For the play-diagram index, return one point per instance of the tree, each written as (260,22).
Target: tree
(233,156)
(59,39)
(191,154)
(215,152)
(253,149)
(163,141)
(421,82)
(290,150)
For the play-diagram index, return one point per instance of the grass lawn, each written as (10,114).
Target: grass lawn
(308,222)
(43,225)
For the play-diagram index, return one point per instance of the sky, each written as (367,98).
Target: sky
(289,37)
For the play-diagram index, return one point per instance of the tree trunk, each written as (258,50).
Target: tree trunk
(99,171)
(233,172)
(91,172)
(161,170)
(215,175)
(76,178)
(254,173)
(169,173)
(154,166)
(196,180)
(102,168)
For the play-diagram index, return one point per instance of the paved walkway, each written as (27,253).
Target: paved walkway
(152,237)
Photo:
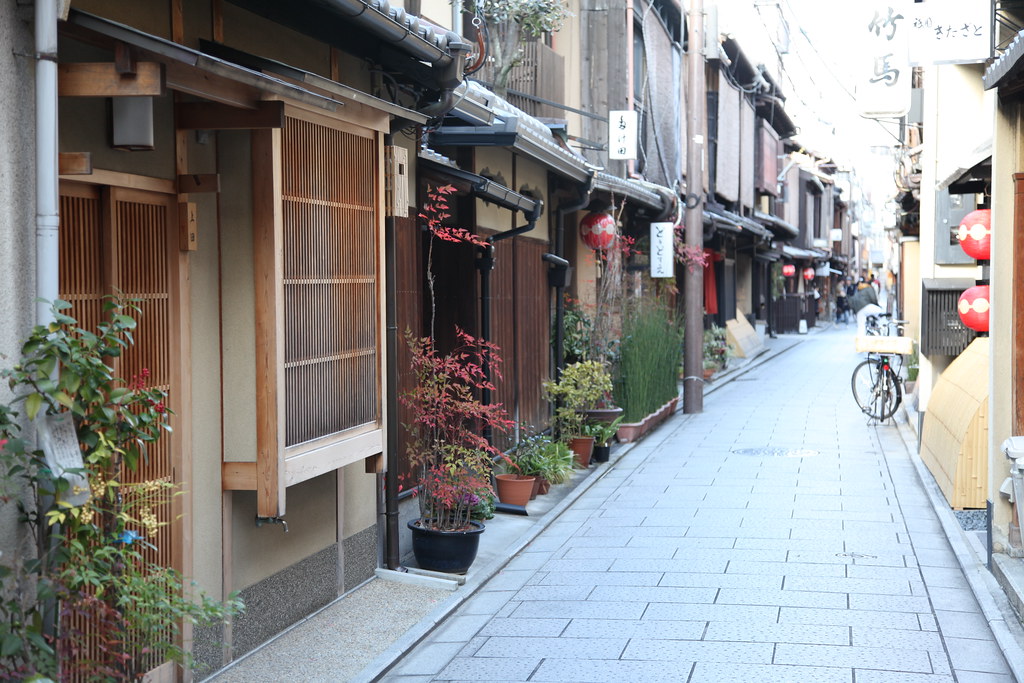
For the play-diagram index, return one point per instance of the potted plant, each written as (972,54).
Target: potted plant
(453,461)
(603,432)
(580,388)
(716,348)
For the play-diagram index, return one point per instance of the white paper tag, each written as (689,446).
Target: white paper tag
(60,446)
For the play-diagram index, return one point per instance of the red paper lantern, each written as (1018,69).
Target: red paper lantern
(975,233)
(973,307)
(598,229)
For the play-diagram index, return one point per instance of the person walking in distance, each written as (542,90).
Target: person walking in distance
(864,302)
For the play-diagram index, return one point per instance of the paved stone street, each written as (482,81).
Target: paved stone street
(776,537)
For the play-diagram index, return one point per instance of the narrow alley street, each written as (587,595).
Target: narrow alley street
(775,537)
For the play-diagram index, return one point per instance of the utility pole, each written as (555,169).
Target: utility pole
(693,280)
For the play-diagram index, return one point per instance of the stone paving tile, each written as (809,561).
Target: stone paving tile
(778,633)
(606,628)
(564,647)
(742,673)
(851,655)
(695,580)
(868,676)
(554,592)
(580,608)
(489,669)
(853,617)
(979,655)
(691,650)
(551,628)
(952,599)
(732,596)
(681,564)
(712,612)
(787,568)
(663,594)
(612,672)
(891,603)
(847,585)
(898,638)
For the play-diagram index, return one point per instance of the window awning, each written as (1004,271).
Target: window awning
(779,227)
(973,173)
(1007,68)
(480,186)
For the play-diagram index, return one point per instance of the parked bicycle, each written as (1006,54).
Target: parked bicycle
(877,382)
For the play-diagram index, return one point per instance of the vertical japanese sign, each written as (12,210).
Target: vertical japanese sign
(951,32)
(663,261)
(623,134)
(883,86)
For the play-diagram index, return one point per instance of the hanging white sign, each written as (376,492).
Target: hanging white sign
(883,75)
(623,134)
(663,261)
(950,32)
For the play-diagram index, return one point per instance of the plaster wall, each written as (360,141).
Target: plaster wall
(954,102)
(1008,151)
(17,210)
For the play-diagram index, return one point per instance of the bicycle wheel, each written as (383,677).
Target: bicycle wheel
(876,389)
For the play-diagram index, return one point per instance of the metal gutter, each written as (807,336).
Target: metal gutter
(781,228)
(1006,66)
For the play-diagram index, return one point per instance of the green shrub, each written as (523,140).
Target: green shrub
(647,370)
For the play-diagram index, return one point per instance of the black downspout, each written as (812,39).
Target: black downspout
(391,553)
(583,200)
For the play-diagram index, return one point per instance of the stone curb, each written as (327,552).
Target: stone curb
(993,602)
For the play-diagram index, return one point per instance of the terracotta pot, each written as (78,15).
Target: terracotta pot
(514,488)
(583,446)
(629,431)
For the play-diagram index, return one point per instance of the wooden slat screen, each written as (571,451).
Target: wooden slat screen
(125,250)
(331,284)
(410,291)
(534,331)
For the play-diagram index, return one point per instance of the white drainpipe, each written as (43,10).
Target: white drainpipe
(47,207)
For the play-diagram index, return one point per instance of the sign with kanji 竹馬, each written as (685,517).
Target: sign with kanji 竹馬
(623,134)
(883,78)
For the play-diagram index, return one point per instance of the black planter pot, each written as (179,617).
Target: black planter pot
(451,552)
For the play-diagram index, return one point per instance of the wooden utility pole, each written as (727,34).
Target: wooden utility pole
(693,279)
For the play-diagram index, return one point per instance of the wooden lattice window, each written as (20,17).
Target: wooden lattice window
(331,288)
(114,240)
(316,239)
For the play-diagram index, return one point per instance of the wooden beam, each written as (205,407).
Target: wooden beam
(211,116)
(102,80)
(75,163)
(268,267)
(199,182)
(238,476)
(202,84)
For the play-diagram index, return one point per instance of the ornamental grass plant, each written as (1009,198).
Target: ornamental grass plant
(647,370)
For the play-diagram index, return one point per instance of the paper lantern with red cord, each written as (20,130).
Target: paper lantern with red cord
(975,233)
(973,307)
(598,229)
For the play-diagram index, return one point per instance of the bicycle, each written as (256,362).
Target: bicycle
(876,383)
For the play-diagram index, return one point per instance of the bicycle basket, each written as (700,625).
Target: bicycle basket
(872,344)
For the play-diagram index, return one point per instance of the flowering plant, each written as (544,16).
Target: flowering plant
(448,451)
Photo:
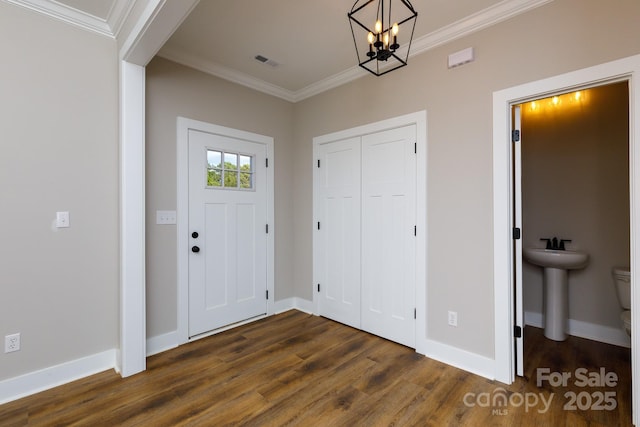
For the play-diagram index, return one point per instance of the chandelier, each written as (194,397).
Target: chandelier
(382,32)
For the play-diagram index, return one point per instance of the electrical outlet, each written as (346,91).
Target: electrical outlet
(165,217)
(11,343)
(453,318)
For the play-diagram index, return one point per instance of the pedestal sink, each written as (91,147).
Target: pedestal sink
(556,264)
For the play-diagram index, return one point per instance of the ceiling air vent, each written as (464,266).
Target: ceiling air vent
(266,60)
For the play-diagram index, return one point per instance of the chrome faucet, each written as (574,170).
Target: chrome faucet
(555,244)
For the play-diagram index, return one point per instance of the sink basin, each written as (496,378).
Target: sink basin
(550,258)
(556,264)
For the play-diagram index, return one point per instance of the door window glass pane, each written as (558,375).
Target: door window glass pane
(231,161)
(229,170)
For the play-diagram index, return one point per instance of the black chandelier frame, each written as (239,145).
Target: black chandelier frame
(382,58)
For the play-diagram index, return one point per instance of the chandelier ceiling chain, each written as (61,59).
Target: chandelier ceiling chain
(382,35)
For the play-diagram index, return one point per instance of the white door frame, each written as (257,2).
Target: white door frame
(623,69)
(420,120)
(182,214)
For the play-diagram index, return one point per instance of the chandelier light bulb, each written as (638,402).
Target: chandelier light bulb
(371,38)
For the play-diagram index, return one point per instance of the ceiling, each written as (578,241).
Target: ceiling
(310,41)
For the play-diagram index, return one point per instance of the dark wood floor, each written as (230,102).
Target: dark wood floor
(298,369)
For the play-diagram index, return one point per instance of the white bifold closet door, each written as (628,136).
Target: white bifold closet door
(388,253)
(338,257)
(367,245)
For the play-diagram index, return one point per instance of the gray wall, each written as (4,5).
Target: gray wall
(575,160)
(174,90)
(59,124)
(561,36)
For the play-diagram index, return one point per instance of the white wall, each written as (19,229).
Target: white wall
(174,90)
(575,166)
(59,136)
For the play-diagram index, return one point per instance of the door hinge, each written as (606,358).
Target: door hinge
(517,331)
(516,233)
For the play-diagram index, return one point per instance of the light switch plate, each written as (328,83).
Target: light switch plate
(165,217)
(62,219)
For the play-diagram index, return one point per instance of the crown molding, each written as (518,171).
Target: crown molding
(121,8)
(117,15)
(476,22)
(78,18)
(226,73)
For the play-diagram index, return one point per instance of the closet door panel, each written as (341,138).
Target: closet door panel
(338,214)
(388,239)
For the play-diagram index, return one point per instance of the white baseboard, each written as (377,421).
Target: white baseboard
(44,379)
(462,359)
(161,343)
(591,331)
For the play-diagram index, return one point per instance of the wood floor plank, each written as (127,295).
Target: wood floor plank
(296,369)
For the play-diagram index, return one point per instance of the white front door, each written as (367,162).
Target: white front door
(338,254)
(388,234)
(227,231)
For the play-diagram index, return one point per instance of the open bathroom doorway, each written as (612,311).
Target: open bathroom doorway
(626,69)
(571,191)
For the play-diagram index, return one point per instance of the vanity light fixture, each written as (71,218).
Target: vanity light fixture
(382,32)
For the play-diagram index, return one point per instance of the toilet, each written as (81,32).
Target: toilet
(622,279)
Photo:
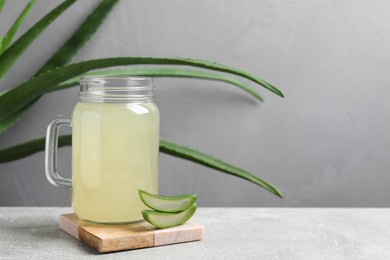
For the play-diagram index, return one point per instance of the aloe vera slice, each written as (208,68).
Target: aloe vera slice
(166,220)
(165,203)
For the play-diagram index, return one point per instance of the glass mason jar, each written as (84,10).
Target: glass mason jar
(115,145)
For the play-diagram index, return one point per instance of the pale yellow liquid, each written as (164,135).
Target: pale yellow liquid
(114,153)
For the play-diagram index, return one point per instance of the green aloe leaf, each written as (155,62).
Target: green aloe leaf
(12,53)
(2,2)
(214,163)
(19,96)
(163,72)
(10,120)
(80,37)
(67,51)
(26,149)
(14,28)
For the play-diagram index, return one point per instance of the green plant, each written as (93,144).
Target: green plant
(57,74)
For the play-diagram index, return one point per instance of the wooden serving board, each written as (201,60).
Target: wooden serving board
(111,238)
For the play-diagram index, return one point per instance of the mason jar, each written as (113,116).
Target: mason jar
(115,145)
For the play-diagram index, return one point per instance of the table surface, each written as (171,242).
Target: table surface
(230,233)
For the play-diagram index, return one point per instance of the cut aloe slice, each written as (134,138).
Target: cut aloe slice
(166,220)
(167,204)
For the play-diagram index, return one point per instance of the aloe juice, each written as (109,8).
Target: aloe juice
(114,153)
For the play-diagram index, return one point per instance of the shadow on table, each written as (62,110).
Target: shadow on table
(46,234)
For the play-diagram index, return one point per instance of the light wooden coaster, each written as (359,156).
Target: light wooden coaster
(107,238)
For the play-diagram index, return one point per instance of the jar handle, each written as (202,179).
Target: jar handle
(51,152)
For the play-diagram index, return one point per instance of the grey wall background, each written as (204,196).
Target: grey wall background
(326,144)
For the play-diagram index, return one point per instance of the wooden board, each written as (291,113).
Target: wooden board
(111,238)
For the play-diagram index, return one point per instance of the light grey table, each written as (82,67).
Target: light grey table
(230,233)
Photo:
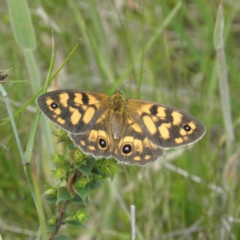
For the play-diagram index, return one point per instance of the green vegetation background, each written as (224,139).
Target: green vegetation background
(191,193)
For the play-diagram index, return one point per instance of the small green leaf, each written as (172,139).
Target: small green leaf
(78,218)
(63,195)
(75,223)
(50,195)
(52,221)
(94,184)
(57,159)
(86,169)
(59,173)
(82,192)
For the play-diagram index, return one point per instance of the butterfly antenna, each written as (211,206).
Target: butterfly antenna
(132,79)
(104,77)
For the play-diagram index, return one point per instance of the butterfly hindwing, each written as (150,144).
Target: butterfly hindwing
(134,147)
(96,141)
(74,111)
(133,131)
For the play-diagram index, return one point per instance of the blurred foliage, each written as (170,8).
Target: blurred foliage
(199,199)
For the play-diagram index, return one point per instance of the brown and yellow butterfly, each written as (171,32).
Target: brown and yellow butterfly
(133,131)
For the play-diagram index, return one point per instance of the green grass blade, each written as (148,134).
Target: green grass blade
(223,78)
(22,24)
(13,124)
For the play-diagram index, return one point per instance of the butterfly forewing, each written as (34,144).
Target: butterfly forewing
(165,126)
(74,111)
(133,131)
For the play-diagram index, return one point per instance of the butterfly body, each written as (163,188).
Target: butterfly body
(133,131)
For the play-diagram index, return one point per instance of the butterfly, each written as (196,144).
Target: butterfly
(133,131)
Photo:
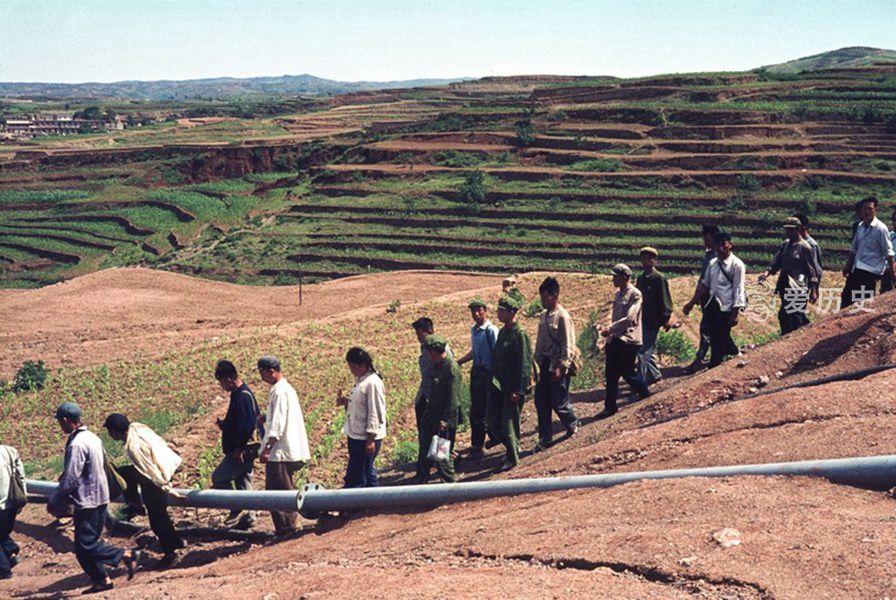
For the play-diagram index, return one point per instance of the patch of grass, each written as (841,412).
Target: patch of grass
(602,165)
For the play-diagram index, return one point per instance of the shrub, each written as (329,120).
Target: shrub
(525,132)
(534,308)
(736,203)
(281,163)
(473,189)
(748,184)
(589,374)
(810,206)
(602,165)
(405,452)
(31,376)
(675,346)
(453,158)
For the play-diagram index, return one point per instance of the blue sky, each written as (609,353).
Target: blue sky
(112,40)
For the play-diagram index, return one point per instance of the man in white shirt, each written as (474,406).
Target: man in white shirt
(10,467)
(724,285)
(284,449)
(870,258)
(154,463)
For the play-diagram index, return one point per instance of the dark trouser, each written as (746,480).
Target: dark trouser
(793,320)
(481,389)
(720,341)
(704,337)
(857,287)
(8,548)
(445,469)
(422,439)
(650,372)
(552,396)
(234,474)
(279,476)
(621,363)
(93,555)
(156,501)
(360,471)
(504,423)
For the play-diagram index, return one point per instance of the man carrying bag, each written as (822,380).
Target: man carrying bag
(12,498)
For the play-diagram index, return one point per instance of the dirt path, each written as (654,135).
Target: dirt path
(125,312)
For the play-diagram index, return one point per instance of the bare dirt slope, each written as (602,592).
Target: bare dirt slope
(120,312)
(799,537)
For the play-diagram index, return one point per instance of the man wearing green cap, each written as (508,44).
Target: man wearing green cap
* * *
- [Exercise details]: Extract the data from the line containing "written as (508,44)." through the end, reproducing each line verbatim.

- [Problem solution]:
For the play-diagram index, return one point per instance of the man wearing green cap, each written as (508,44).
Target: man wearing green cap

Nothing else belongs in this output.